__TASK TO CARRY OUT__
Answer these questions from the CPI political statement:
1. Which body of the Communist Party of Ireland met before the statement was issued?
2. Which moratorium does the party call to be extended?
3. Which two kinds of long-standing criminal activity does the statement attribute to "loyalist" paramilitaries?

(Beginning of TEXT PROVIDED)

CPI Political Statement, April 2021

Following its most recent meeting, the National Executive Committee of the Communist Party of Ireland, is calling upon the trade union movement and progressive forces to demand that the Government break with the failed approach of allowing the EU Commission to control vaccination strategy and instead to obtain additional supplies of vaccines from countries that have a proven vaccine record. The shambolic nature of the vaccination programme, and allowing the EU bureaucracy to decide where we should secure vaccines, is only the most recent example of the servile nature of the relationship of the Irish Government to the EU Commission and EU institutional power and control.

The party also calls for a more vigorous campaign by the trade union movement to protect the interests of workers as the economy begins to reopen; that workers’ health and safety are not compromised for the sake of profits, to demand a people’s stimulus to help workers to find work, retrain, and upgrade their skill, and to extend the moratorium on rent increases and evictions.

The NEC further discussed the recent violence that erupted in some unionist communities in Belfast and other areas within the Six Counties, a result of a number of processes working themselves out on the streets and certain elements attempting to stir up inter-community conflict. The source of this violence is the role of “loyalist” paramilitaries that control communities through various community projects and their role in long-standing criminal activity, including protection rackets and drug-dealing, and intimidating anyone who opposes their control.

(End of TEXT PROVIDED)
(Beginning of LISTED RECORDS)

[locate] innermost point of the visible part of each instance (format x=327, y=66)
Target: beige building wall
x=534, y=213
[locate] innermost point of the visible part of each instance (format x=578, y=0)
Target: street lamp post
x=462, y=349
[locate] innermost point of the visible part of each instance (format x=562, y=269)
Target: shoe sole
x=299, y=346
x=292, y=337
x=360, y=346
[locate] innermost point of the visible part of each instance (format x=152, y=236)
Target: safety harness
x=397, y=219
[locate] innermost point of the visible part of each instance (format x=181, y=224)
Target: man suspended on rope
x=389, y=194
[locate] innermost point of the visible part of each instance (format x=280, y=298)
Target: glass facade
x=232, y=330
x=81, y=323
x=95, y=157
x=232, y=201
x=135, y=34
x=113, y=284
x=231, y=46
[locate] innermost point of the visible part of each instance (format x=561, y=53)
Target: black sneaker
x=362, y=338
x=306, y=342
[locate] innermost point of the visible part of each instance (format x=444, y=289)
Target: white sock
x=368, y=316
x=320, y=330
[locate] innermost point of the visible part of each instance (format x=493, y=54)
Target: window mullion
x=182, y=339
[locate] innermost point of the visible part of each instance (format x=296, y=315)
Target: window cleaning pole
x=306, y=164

(End of LISTED RECORDS)
(Beginning of LISTED RECORDS)

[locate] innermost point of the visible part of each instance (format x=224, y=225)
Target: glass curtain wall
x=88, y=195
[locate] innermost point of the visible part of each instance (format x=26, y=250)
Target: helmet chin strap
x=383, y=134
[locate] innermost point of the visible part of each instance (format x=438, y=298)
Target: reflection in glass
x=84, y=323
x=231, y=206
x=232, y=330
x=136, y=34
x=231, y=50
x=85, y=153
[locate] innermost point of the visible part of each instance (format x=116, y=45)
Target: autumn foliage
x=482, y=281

(End of LISTED RECORDS)

__OUTPUT BELOW__
1. The National Executive Committee.
2. The moratorium on rent increases and evictions.
3. Protection rackets and drug-dealing.